> [WHAT TO PRODUCE] Return every line of the listing that contains the string "wire".

****************

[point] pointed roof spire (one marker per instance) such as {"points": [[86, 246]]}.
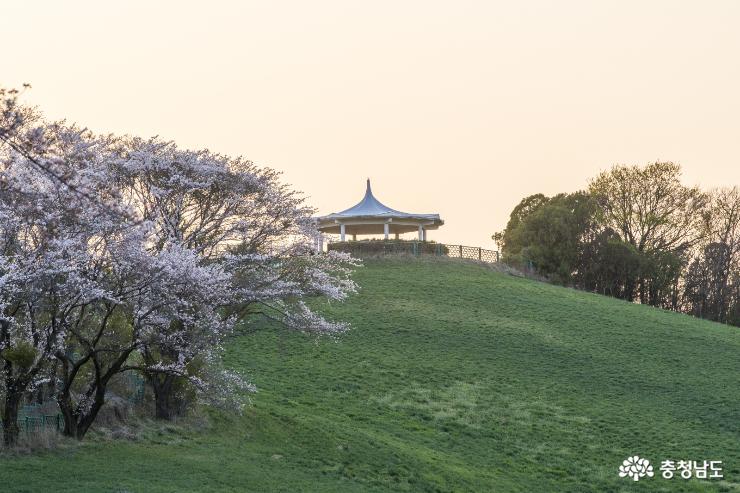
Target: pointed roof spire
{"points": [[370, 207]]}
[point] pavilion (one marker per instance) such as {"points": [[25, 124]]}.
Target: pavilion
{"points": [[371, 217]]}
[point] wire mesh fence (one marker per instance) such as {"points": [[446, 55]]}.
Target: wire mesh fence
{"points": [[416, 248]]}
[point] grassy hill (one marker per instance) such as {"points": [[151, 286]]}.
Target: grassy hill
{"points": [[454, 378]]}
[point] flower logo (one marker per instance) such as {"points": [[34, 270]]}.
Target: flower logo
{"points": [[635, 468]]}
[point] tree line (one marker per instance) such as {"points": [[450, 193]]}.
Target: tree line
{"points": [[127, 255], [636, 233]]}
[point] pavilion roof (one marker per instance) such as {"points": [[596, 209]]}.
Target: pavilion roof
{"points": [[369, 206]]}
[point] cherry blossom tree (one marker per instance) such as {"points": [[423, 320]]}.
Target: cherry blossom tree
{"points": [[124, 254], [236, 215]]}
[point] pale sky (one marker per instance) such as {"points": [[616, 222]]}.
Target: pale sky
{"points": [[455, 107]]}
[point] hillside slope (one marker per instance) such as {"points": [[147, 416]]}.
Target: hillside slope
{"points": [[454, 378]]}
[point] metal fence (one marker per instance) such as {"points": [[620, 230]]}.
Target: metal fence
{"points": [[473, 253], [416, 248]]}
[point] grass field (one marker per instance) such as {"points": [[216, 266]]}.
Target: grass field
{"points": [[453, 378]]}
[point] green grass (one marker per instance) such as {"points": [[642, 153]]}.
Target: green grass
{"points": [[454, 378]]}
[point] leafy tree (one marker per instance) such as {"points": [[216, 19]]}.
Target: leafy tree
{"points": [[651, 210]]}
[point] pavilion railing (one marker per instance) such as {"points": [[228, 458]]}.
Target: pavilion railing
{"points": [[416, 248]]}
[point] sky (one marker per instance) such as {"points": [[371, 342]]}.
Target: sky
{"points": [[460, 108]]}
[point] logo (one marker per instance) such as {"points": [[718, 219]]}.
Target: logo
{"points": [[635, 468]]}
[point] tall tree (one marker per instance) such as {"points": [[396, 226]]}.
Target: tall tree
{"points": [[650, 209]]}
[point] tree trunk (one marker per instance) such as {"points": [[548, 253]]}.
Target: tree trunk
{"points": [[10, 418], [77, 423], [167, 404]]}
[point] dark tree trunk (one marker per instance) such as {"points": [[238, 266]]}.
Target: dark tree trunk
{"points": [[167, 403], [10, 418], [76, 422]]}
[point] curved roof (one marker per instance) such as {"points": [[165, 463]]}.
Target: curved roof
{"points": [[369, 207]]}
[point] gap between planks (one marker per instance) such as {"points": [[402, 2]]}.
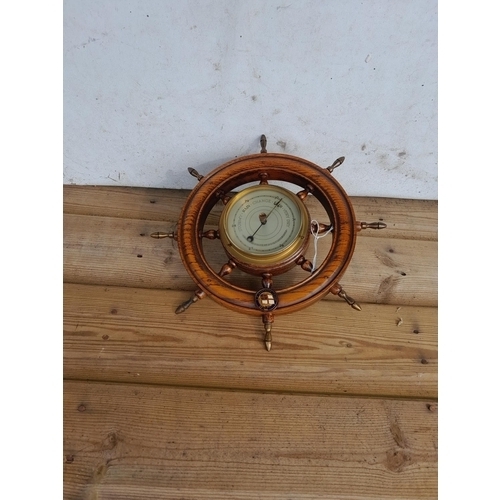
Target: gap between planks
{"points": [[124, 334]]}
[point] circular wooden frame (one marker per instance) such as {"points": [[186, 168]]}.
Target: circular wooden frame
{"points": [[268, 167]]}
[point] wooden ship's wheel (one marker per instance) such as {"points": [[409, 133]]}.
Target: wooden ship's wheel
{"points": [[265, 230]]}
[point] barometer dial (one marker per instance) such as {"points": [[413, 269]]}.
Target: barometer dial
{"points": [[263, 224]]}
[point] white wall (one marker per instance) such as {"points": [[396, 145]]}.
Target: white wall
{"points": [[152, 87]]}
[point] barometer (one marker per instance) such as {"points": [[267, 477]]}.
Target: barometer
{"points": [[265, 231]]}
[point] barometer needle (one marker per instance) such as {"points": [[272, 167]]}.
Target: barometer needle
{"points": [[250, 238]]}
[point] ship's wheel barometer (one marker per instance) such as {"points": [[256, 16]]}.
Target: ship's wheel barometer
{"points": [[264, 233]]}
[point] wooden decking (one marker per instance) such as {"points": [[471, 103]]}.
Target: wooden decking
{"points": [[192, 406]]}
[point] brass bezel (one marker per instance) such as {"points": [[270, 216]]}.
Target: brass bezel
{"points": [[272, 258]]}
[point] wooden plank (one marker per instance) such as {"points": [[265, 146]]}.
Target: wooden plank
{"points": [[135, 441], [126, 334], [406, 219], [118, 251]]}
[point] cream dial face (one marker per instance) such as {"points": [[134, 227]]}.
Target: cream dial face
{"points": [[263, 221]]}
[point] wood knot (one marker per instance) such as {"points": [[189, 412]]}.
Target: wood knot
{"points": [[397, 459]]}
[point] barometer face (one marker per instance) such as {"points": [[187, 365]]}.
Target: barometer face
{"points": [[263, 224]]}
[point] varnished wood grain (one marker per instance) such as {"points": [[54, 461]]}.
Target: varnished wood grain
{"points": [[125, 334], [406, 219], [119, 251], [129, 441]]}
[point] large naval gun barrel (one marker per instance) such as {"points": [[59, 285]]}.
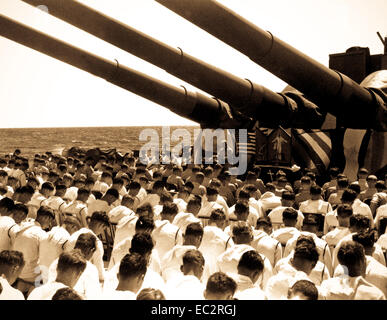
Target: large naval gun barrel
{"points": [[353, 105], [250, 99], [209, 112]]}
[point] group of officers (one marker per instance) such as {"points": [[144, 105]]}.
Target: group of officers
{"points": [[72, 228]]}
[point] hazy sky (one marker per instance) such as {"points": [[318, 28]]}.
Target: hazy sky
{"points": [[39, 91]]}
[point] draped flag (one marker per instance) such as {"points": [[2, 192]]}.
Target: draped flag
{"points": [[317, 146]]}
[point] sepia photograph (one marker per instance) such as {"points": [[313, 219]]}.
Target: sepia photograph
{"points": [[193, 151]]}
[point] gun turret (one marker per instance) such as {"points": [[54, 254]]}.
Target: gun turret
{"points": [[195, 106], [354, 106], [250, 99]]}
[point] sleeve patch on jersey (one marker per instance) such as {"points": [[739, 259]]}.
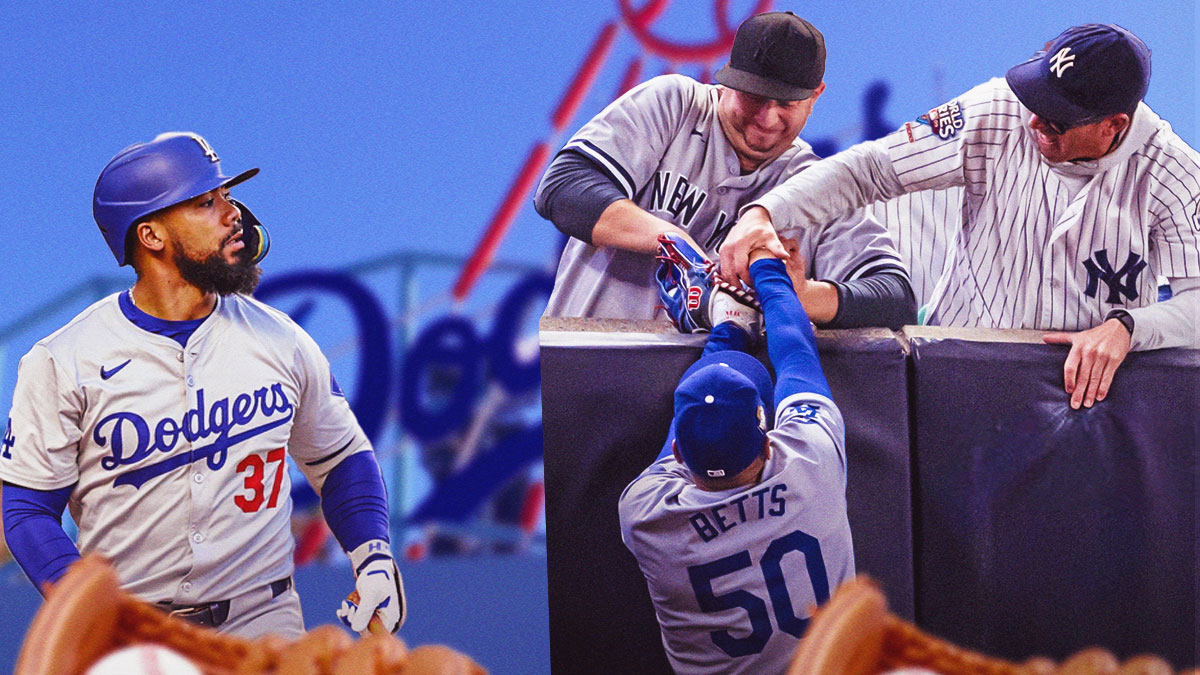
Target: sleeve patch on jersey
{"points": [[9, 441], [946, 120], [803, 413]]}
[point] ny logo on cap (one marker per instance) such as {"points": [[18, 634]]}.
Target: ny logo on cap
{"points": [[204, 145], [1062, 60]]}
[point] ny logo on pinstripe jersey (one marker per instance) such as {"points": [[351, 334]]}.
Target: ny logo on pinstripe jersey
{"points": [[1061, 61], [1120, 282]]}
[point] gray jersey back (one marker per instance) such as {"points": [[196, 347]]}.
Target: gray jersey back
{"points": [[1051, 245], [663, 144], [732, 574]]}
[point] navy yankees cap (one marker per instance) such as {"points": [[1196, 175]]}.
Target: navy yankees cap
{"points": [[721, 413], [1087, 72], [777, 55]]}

****************

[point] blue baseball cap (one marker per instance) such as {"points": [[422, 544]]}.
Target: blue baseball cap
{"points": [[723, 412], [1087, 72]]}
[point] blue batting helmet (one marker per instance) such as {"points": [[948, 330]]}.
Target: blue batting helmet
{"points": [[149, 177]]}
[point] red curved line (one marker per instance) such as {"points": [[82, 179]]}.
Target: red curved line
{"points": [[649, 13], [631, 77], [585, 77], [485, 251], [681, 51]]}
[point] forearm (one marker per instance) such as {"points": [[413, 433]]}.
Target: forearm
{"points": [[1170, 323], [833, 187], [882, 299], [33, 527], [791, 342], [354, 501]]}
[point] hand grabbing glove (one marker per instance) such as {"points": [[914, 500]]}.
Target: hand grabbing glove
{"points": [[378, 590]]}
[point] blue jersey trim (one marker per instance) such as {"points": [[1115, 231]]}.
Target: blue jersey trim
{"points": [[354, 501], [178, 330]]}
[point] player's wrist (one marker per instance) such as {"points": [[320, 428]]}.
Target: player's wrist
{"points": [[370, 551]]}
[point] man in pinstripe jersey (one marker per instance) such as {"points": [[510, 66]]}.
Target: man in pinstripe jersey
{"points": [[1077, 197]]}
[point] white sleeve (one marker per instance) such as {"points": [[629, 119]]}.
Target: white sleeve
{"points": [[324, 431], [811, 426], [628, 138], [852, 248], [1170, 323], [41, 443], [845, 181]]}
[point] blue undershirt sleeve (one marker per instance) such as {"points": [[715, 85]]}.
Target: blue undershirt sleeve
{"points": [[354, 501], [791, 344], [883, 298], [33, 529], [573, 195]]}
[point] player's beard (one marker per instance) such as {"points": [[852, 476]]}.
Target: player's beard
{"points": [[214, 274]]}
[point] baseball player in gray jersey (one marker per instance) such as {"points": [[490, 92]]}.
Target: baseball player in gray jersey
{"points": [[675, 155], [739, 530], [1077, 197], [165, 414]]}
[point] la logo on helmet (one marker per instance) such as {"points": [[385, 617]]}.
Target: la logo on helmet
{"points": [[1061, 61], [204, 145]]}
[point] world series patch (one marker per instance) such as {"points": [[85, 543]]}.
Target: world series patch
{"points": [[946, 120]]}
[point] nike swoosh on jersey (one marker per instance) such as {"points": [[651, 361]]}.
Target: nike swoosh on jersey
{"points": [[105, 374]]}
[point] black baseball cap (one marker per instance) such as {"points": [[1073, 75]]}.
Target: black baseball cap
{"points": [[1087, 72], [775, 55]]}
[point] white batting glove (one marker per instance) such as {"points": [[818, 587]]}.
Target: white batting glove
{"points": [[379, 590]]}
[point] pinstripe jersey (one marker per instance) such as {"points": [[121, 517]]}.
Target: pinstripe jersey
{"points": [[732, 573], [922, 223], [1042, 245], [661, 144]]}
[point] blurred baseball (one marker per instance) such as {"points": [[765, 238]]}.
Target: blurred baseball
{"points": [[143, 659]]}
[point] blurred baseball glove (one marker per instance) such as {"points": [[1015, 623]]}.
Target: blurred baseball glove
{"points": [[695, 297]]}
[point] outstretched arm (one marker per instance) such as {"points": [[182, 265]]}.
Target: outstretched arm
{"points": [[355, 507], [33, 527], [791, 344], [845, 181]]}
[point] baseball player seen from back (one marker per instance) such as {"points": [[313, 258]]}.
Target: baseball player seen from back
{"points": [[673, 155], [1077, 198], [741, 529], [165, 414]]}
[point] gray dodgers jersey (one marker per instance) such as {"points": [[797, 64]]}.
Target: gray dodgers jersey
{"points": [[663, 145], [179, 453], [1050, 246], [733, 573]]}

****************

> [SOLUTION TO THE EXERCISE]
[point] wire mesh fence (one marker per instance) such as {"points": [[446, 55]]}.
Target: wire mesh fence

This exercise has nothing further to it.